EXTRACT TO READ ->
========================

None of the injuries was listed as serious. About half the injuries were moderate with complaints of back and neck pain, and half were minor, according to Scott Gediman, a park ranger.

Two buses were carrying 100 people along Highway 120 in the park when one bus rear-ended another that had slowed for traffic, said Gary Wuchner, a park field information officer.

There were 51 students, parents and teachers on one bus and 49 on the other bus. The buses carried 76 students in all.

The 13 injured people were taken to a clinic in the park, Mercy Community Medical Center in Merced, John C. Fremont Hospital in Mariposa and Doctors Medical Center in Modesto.

The most seriously injured child was a girl with a bump on her chin, said Rick Fauss, superintendent of the 2,700-student Newman-Crows Landing Unified School District.

The accident occurred on Highway 120 about a mile west of where Highways 120 and 140 meet, about seven miles from Yosemite Village, Wuchner said.

Brooke Rocha, 12, was on the first bus. After the crash, she was the first student to be taken away in an ambulance.

"I had a bad case of whiplash," she said after arriving back at her school Thursday night. "My neck is just sore now."

Brooke was carried out of the bus after medics put braces on her to immobilize her neck and torso. She was taken to the hospital in Mariposa.

After learning of the accident, her father, Randy Rocha, 41, drove to the hospital and picked up his daughter after she was treated and released.

========================

ACTIVITIES ->
[a] Extract from the bus crash report the passage between "Two buses were" and "Center in Modesto.", inclusive.
[b] Does the bus crash report support each statement below? For each, answer yes or no and quote the report's deciding words exactly.
(i) The two buses carried 76 students in all.
(ii) Brooke Rocha was taken to Doctors Medical Center in Modesto.
(iii) The accident occurred about seven miles from Yosemite Village.

EXTRACTED RECORDS ->
========================

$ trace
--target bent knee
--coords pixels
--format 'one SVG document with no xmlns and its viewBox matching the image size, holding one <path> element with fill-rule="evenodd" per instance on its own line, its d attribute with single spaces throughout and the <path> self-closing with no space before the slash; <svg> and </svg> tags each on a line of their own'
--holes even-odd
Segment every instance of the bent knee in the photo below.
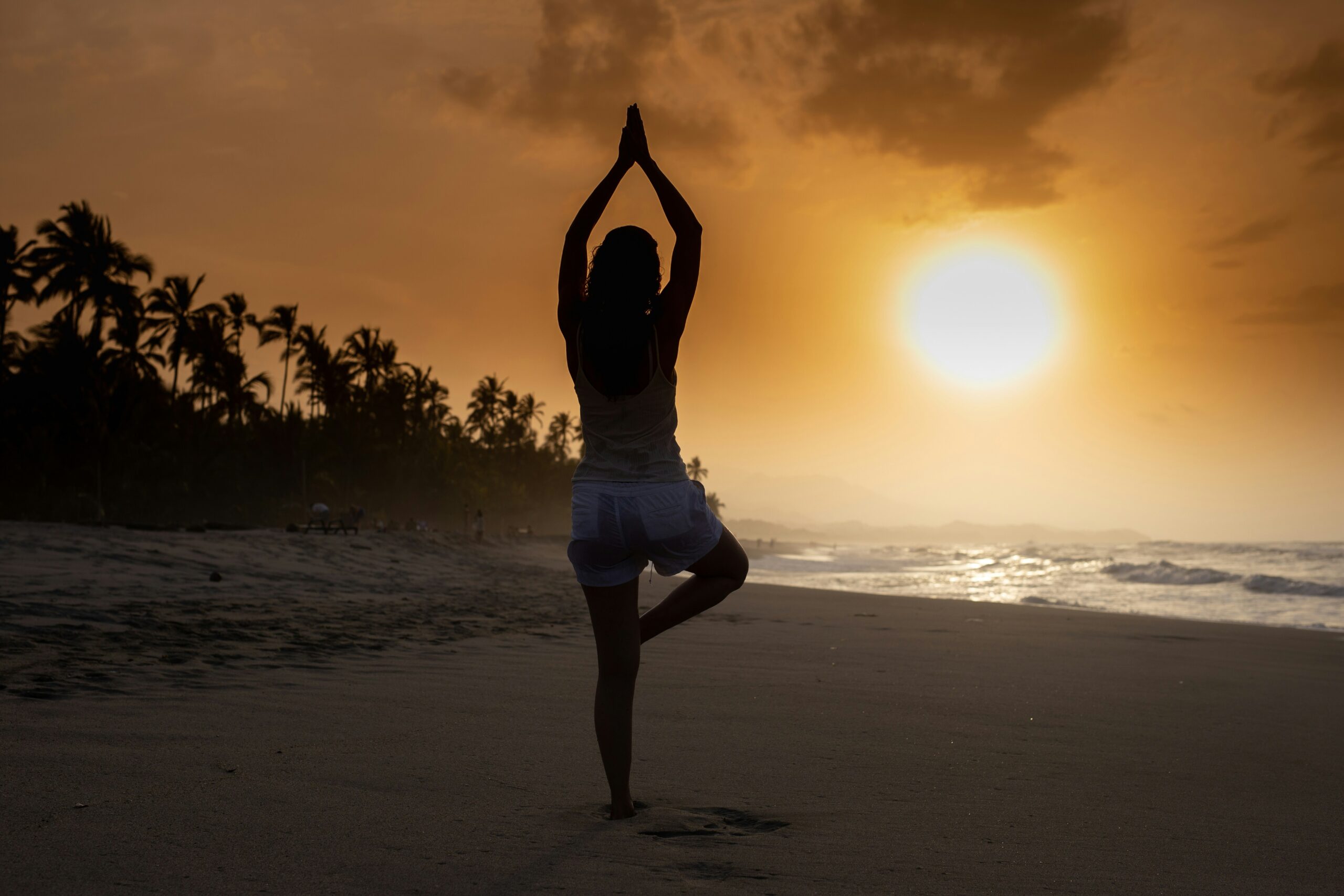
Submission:
<svg viewBox="0 0 1344 896">
<path fill-rule="evenodd" d="M 598 661 L 597 676 L 602 681 L 612 684 L 634 684 L 634 678 L 640 674 L 640 660 L 620 658 L 610 660 L 607 662 Z"/>
<path fill-rule="evenodd" d="M 751 564 L 747 562 L 747 555 L 743 553 L 741 557 L 738 557 L 738 560 L 732 564 L 732 567 L 727 570 L 727 575 L 724 578 L 732 583 L 734 591 L 737 591 L 746 583 L 747 571 L 750 570 L 750 567 Z"/>
</svg>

========================

TASK RESULTS ->
[a]
Two buses were carrying 100 people along Highway 120 in the park when one bus rear-ended another that had slowed for traffic, said Gary Wuchner, a park field information officer.

There were 51 students, parents and teachers on one bus and 49 on the other bus. The buses carried 76 students in all.

The 13 injured people were taken to a clinic in the park, Mercy Community Medical Center in Merced, John C. Fremont Hospital in Mariposa and Doctors Medical Center in Modesto.

[b]
(i) Yes: "The buses carried 76 students in all."
(ii) No: "She was taken to the hospital in Mariposa."
(iii) Yes: "about seven miles from Yosemite Village"